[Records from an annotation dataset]
------------------------------------------------------------------------

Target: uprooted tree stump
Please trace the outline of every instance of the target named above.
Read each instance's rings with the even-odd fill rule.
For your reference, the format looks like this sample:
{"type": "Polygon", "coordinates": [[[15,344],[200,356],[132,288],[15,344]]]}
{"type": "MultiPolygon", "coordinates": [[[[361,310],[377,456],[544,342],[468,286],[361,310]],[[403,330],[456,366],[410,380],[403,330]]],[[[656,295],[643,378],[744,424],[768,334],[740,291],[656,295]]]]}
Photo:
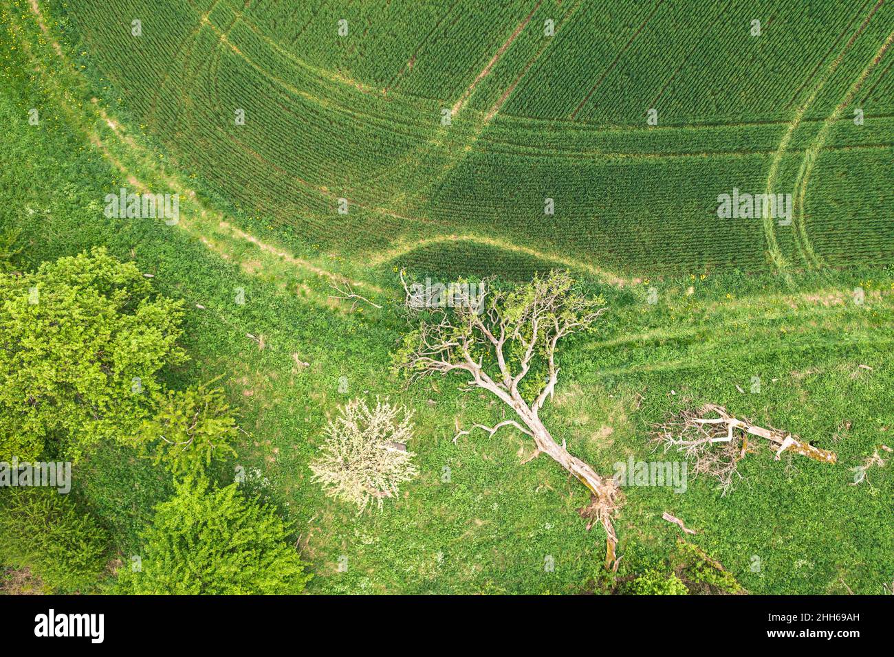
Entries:
{"type": "Polygon", "coordinates": [[[700,474],[714,476],[723,494],[732,489],[734,476],[741,478],[738,462],[746,454],[755,451],[748,436],[763,438],[778,446],[776,460],[786,451],[822,463],[834,464],[838,460],[834,452],[814,447],[787,432],[734,417],[717,404],[705,404],[698,411],[683,411],[656,428],[658,432],[654,438],[656,446],[663,447],[665,452],[670,449],[685,452],[695,461],[695,476],[700,474]],[[714,447],[714,443],[721,444],[714,447]]]}

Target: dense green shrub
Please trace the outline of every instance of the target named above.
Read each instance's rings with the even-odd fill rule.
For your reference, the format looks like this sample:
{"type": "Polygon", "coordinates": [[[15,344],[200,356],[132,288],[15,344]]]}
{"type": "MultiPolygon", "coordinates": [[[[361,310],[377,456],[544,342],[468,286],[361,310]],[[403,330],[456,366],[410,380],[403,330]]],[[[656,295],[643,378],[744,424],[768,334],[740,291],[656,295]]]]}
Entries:
{"type": "Polygon", "coordinates": [[[631,595],[687,595],[689,591],[673,573],[650,569],[630,582],[625,593],[631,595]]]}
{"type": "Polygon", "coordinates": [[[186,480],[143,534],[140,568],[118,571],[126,594],[300,593],[310,579],[285,523],[236,484],[186,480]]]}
{"type": "Polygon", "coordinates": [[[55,489],[0,489],[0,564],[31,572],[55,591],[83,591],[105,568],[108,537],[55,489]]]}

------------------------------------------------------------------------

**The request**
Could you return all of the data above verbatim, leaving out the pictures?

**Solved problem**
Target: uprooted tree stump
Please trace the outline of every instance of the target named above.
Read each instance's rings with the even-odd fill rule.
For your reference, the format looks like this sample:
{"type": "Polygon", "coordinates": [[[15,344],[200,356],[132,288],[15,344]]]}
{"type": "MultiPolygon", "coordinates": [[[[361,310],[377,456],[544,342],[468,286],[361,310]],[[403,330],[456,366],[410,380],[403,330]]],[[[656,295],[643,378],[744,424],[768,334],[740,291],[656,295]]]]}
Photo:
Entries:
{"type": "Polygon", "coordinates": [[[700,474],[714,476],[723,494],[732,489],[734,476],[741,478],[738,462],[746,454],[755,451],[748,436],[763,438],[778,446],[776,460],[786,451],[822,463],[834,464],[838,460],[834,452],[814,447],[787,432],[734,417],[717,404],[705,404],[698,411],[683,411],[656,428],[658,432],[654,438],[656,446],[663,447],[665,452],[670,449],[685,452],[695,461],[695,476],[700,474]],[[714,447],[714,443],[721,444],[714,447]]]}

Target: dense green shrub
Please trace the outline of every instance of the target named above.
Read each instance's rings with the even-odd fill rule.
For your reference, the format looks like this sample:
{"type": "Polygon", "coordinates": [[[15,344],[200,356],[132,288],[15,344]]]}
{"type": "MultiPolygon", "coordinates": [[[[361,310],[377,456],[544,342],[468,286],[361,310]],[[403,330],[456,366],[410,380],[403,330]]],[[[656,295],[643,378],[744,424],[768,334],[740,291],[656,295]]]]}
Entries:
{"type": "Polygon", "coordinates": [[[631,595],[687,595],[689,591],[673,573],[650,569],[630,582],[625,593],[631,595]]]}
{"type": "Polygon", "coordinates": [[[186,480],[143,534],[140,568],[118,571],[126,594],[300,593],[310,579],[285,523],[236,484],[186,480]]]}
{"type": "Polygon", "coordinates": [[[55,489],[0,489],[0,564],[31,572],[55,591],[83,591],[105,568],[108,537],[55,489]]]}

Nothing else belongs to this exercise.